### Problem to work on:
Copy out every line of the records from the line holding "Tag the cobblestone" through the end of the records, inclusive, keeping each line otherwise unchanged but increasing every coordinate in the answers by 4.
** begin Extracted records **
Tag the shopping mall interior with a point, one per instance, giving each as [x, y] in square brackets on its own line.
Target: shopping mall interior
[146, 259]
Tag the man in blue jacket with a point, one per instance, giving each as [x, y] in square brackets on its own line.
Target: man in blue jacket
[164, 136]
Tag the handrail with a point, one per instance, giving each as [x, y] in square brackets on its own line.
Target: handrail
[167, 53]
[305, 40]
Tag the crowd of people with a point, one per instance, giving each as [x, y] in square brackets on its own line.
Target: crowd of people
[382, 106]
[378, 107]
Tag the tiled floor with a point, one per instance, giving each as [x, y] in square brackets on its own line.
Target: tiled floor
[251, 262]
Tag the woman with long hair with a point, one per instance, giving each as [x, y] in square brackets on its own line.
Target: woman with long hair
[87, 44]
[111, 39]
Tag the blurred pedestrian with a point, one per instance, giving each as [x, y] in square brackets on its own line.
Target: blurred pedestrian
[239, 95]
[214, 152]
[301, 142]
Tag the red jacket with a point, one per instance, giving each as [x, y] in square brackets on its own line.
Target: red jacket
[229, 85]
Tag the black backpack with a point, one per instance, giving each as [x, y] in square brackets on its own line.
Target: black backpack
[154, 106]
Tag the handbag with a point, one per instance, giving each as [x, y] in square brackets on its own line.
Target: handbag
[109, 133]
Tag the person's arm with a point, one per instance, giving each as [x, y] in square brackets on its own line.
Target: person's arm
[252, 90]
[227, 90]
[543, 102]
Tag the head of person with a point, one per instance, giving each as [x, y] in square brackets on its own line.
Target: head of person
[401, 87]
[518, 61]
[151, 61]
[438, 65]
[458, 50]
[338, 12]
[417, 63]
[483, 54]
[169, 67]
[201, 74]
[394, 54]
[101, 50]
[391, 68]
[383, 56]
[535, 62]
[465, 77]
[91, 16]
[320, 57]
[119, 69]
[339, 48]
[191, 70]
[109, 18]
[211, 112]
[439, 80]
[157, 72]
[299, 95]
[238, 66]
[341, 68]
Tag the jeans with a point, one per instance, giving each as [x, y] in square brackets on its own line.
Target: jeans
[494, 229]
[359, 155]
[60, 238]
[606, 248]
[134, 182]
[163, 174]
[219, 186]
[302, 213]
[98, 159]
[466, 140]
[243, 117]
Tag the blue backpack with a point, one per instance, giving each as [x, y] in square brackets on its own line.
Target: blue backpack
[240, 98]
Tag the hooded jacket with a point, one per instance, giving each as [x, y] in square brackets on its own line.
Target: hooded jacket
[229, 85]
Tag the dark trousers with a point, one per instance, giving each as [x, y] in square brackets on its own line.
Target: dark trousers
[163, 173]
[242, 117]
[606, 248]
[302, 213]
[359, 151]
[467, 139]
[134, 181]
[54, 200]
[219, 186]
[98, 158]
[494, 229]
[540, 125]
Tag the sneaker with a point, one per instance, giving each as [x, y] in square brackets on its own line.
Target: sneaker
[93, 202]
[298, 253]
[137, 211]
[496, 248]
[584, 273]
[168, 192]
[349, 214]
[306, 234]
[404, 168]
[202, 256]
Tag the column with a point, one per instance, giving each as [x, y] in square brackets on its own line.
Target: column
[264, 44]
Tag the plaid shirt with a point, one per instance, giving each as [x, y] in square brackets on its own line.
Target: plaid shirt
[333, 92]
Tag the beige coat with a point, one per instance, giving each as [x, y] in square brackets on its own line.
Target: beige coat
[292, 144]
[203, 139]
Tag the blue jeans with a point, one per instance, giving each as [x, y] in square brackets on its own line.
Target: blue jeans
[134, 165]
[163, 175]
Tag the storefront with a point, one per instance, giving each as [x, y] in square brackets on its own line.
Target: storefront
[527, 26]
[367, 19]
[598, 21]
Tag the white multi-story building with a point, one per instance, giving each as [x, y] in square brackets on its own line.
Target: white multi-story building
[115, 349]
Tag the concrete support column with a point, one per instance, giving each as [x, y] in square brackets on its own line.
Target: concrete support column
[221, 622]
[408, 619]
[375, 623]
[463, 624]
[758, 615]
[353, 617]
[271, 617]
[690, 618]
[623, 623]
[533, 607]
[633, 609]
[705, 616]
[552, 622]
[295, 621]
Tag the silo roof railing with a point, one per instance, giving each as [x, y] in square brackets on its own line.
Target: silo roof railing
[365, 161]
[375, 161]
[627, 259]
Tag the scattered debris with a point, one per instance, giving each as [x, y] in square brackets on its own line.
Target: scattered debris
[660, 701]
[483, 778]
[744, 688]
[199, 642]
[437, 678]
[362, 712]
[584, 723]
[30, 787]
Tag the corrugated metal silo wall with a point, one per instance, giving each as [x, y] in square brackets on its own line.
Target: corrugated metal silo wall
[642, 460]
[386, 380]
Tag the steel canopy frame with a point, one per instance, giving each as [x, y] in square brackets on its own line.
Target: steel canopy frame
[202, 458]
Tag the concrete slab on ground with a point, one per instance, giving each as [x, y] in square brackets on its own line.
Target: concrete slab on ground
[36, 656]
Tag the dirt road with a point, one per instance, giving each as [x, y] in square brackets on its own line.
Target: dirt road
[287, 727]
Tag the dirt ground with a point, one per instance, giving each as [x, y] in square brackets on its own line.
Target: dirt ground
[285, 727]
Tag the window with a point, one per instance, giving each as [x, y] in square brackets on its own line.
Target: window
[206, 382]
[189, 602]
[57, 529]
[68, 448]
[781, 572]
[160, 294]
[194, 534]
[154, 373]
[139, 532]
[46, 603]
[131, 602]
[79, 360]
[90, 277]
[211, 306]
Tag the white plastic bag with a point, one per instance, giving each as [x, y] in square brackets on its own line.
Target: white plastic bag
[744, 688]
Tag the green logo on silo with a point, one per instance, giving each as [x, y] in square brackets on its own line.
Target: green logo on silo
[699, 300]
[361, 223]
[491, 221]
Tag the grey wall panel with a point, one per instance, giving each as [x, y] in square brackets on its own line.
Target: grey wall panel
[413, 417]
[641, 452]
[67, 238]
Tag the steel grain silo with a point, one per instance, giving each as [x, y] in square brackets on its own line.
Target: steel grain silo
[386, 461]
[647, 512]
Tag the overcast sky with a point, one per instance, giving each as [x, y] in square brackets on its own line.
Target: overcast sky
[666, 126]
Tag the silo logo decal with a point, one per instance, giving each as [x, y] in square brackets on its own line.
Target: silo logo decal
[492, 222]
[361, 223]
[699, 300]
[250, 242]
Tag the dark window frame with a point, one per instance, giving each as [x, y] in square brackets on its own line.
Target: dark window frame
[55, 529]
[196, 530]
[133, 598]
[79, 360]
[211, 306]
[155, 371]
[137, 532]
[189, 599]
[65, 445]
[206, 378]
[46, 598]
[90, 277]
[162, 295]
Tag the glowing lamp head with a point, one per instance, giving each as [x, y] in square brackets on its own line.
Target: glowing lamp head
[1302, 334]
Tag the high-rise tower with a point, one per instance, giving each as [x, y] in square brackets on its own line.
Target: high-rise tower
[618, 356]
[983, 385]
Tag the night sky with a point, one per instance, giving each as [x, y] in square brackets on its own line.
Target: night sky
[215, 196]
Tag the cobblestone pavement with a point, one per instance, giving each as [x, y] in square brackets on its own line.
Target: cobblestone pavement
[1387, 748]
** end Extracted records **
### Task answer:
Tag the cobblestone pavement with a point, one per instance, giving each as [x, y] in square brackets on its own line.
Target: cobblestone pavement
[1391, 752]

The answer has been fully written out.